In testimony before the US Senate Committee on Energy and Natural Resources today, GM Vice President for Environment and Energy Beth Lowery urged the government to fund a major effort to strengthen domestic advanced battery capabilities—specifically lithium-ion batteries.
Her stance was echoed during the hearing by statements from other witnesses, including John German, Manager, Environmental and Energy Analyses from Honda and Dr. Menahem Anderman, President, Advanced Automotive Batteries.
In her testimony, Lowery argued for the development of a range of alternative sources of energy and propulsion, the better to mitigate many of the issues surrounding energy availability.
...the fact of the matter is that it is highly unlikely that oil alone is going to supply all of the world’s rapidly growing automotive energy requirements. For the global auto industry, this means that we must—as a business necessity—develop alternative sources of propulsion, based on alternative sources of energy in order to meet the world’s growing demand for our products. The key is energy diversity, which can help us displace substantial quantities of oil that are consumed by US vehicles today.

▸ Tasks
- A) According to the Senate testimony text, why must the global auto industry develop alternative sources of propulsion?
- B) List every witness named in the Senate testimony text, along with each one's title and organization.
- C) Extend the Senate testimony text on lithium-ion batteries past its final sentence.

(Collected data)
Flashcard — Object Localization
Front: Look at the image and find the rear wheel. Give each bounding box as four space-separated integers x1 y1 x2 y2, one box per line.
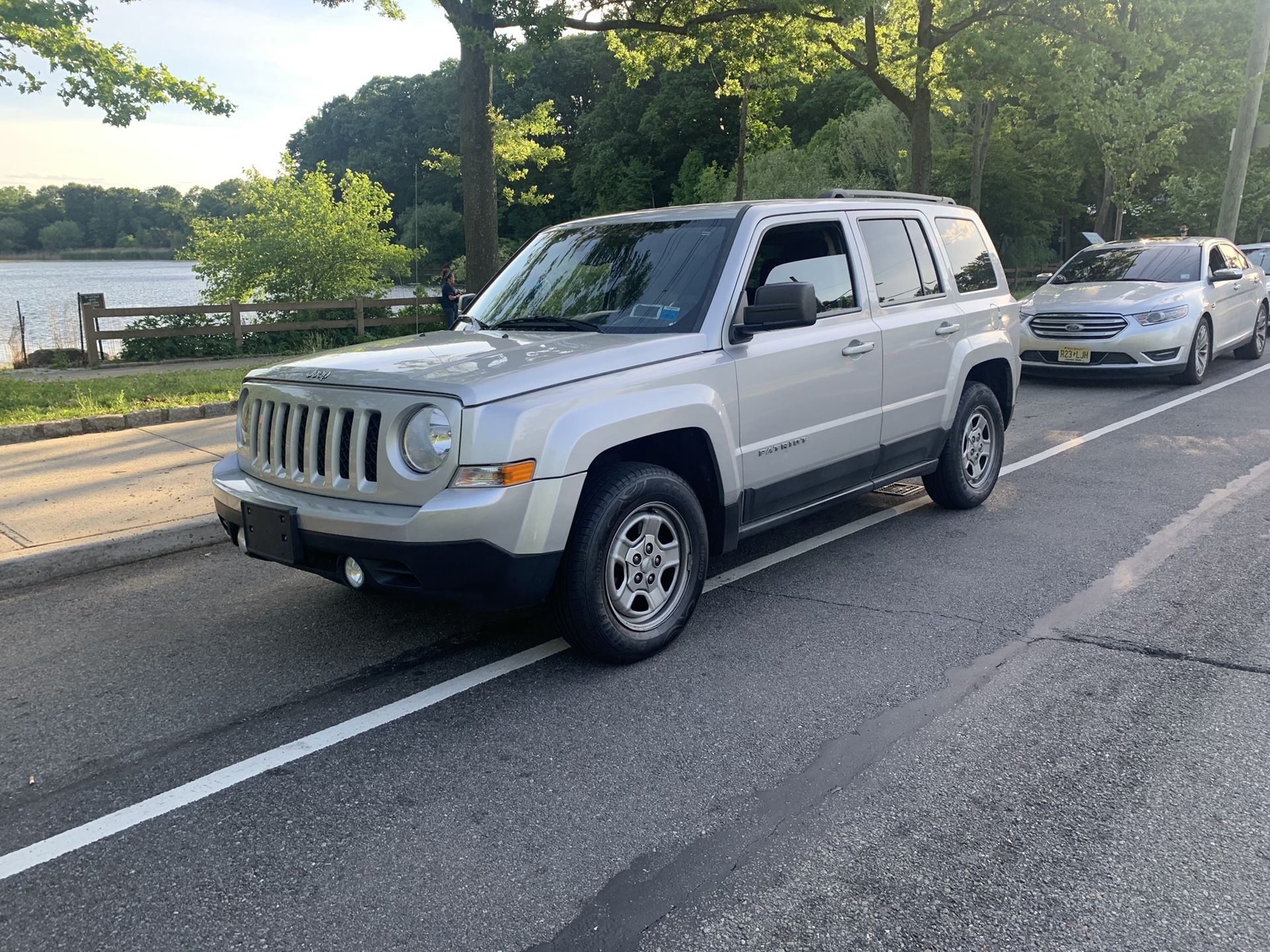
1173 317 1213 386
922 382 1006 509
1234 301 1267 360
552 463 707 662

▸ Expected responses
- A) It is highly unlikely that oil alone will supply all of the world's rapidly growing automotive energy needs. So the industry must develop propulsion based on alternative energy sources to meet the world's growing demand for its products.

- B)
- Beth Lowery, GM Vice President for Environment and Energy
- John German, Manager, Environmental and Energy Analyses, Honda
- Dr. Menahem Anderman, President, Advanced Automotive Batteries

- C)
Lowery suggested five steps the government could take to help:
Fund domestic advanced battery capabilities. “Advanced lithium-ion batteries are a key enabler to a number of advanced vehicle technologies—including plug-in hybrids. Government funding should increase R&D in this area and develop new support for domestic manufacturing of advanced batteries.”
Expand biofuels production and infrastructure. “Government should continue incentives for: the manufacture of biofuel-capable flex fuel vehicles; increases in biofuels production; increases for R&D into cellulosic ethanol; and increased support for broad-based infrastructure conversion.”
Continue support for the development and demonstration of hydrogen and fuel cells. “Funding should continue for hydrogen and fuel cell R&D and demonstration activities at DOE. The government should also commit to early purchases by government fleets and support for early refueling infrastructure in targeted locals in the 2010-2015 timeframe.”
Set a purchasing example. “The government should continue to purchase flex fuel vehicles; demand maximum utilization of E85 in the government flex fuel fleets; use federal fueling to stimulate publicly accessible pumps; provide funding to permit purchase of electric, plug-in and fuel cell vehicles into federal fleets as soon as technology is available.”
Provide further incentives for advanced technology. “Consumer tax credits should be focused on technologies that have the greatest potential to actually reduce petroleum consumption and provide support for manufacturers/suppliers to build/convert facilities that provide advanced technologies.”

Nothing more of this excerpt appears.